**What the task requires:**
Rewrite the records below as a numbered list, leaving out any blank lines.

**Dataset:**

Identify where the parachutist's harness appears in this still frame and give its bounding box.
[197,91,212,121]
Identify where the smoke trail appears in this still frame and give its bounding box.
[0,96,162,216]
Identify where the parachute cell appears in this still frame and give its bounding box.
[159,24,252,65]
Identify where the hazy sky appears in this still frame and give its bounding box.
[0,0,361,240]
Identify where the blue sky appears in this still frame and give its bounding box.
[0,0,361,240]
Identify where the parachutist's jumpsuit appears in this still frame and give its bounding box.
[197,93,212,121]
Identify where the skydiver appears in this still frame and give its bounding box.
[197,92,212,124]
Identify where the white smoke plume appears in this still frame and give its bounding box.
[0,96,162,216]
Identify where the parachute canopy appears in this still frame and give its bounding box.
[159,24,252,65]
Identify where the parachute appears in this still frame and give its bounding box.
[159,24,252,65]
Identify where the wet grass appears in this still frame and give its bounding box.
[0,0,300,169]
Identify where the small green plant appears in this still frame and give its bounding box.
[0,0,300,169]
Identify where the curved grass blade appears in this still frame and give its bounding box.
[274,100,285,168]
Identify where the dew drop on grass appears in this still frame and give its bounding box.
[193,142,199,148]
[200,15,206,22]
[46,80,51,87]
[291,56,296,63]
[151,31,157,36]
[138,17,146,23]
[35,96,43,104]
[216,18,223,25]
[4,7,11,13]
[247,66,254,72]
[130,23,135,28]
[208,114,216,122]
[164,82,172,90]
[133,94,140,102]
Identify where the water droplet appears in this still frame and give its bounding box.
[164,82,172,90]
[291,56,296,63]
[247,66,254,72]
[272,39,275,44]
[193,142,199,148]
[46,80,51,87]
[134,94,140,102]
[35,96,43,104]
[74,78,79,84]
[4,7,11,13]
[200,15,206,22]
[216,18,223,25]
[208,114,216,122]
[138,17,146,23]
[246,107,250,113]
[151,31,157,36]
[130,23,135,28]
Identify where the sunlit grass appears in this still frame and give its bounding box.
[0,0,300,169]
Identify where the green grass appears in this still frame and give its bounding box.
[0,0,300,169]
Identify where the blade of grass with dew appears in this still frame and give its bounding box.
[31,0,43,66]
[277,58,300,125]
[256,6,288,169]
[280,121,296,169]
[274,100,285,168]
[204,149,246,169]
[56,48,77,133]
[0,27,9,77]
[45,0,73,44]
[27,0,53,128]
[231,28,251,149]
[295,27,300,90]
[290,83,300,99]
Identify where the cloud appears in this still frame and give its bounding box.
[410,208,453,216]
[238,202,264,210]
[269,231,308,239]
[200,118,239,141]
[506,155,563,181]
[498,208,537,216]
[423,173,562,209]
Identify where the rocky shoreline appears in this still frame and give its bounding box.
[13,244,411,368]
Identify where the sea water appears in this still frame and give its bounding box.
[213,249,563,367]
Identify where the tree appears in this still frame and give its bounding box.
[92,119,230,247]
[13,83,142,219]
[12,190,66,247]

**The result:**
1. Identify where the parachutist's harness appears in this still frame and give its bounding box.
2. [197,91,212,121]
3. Identify where the smoke trail appears in this still frame and give its bounding box.
4. [0,96,162,216]
5. Identify where the parachute cell appears in this still frame and give its bounding box.
6. [159,24,252,65]
7. Identify where the hazy sky appears in this still frame and give its bounding box.
8. [0,0,361,240]
9. Identify where the blue sky appears in this still frame and give its bounding box.
10. [0,0,361,240]
11. Identify where the parachutist's jumpsuit appears in this still frame and give its bounding box.
12. [197,93,212,121]
13. Identify where the skydiver appears in this still frame and give its bounding box.
14. [197,92,212,124]
15. Identify where the white smoke plume appears in this still frame and give its bounding box.
16. [0,96,162,216]
17. Identify where the parachute canopy appears in this still frame and give its bounding box.
18. [159,24,252,65]
19. Identify where the parachute appears in this still frame and give its bounding box.
20. [159,24,252,65]
21. Identify where the wet grass appears in this still frame and give its bounding box.
22. [0,0,300,169]
23. Identify where the small green plant appears in this still frame and give its bounding box.
24. [0,0,300,169]
25. Identify where the curved grass blade appears in this still frame and give its bounding box.
26. [274,100,285,168]
27. Identify where the dew drop on grass appears in this still frame and give its bounding box.
28. [193,142,199,148]
29. [200,15,206,22]
30. [46,80,51,87]
31. [291,56,296,63]
32. [151,31,157,36]
33. [138,17,146,23]
34. [35,96,43,104]
35. [216,18,223,25]
36. [4,7,11,13]
37. [247,66,254,72]
38. [130,23,135,28]
39. [208,114,216,122]
40. [164,82,172,90]
41. [133,94,140,102]
42. Identify where the water droplet appears in this still frame and give its bounding box.
43. [164,82,172,90]
44. [291,56,296,63]
45. [247,66,254,72]
46. [272,39,275,44]
47. [193,142,199,148]
48. [46,80,51,87]
49. [134,94,140,102]
50. [35,96,43,104]
51. [74,78,79,84]
52. [4,7,11,13]
53. [200,15,206,22]
54. [216,18,223,25]
55. [208,114,216,122]
56. [138,17,146,23]
57. [246,107,250,113]
58. [151,31,157,36]
59. [130,23,135,28]
60. Identify where the sunlit grass appears in this still frame and give its bounding box.
61. [0,0,300,169]
62. Identify where the green grass appears in this still frame and give its bounding box.
63. [0,0,300,169]
64. Identify where the blade of grass with dew appears in this still frame and give its bounding box.
65. [31,0,43,66]
66. [277,58,300,125]
67. [256,6,288,169]
68. [280,121,296,169]
69. [274,100,285,168]
70. [204,149,246,169]
71. [56,48,77,133]
72. [0,27,9,77]
73. [45,0,73,44]
74. [27,0,53,128]
75. [231,28,251,149]
76. [295,27,300,90]
77. [290,83,300,99]
78. Identify where the cloud appears in this still frame and give its bounding box.
79. [410,208,453,216]
80. [238,202,264,210]
81. [269,231,308,239]
82. [200,118,239,141]
83. [506,155,563,181]
84. [498,208,537,216]
85. [423,173,562,209]
86. Identify where the rocky shoreline appears in this still frame and give its bounding box.
87. [13,244,411,368]
88. Identify where the sea water appears in this still frame and give its bounding box.
89. [213,249,563,367]
90. Identify where the tree appears in this still frame and give its bounding box.
91. [92,119,230,247]
92. [13,83,142,219]
93. [12,190,66,247]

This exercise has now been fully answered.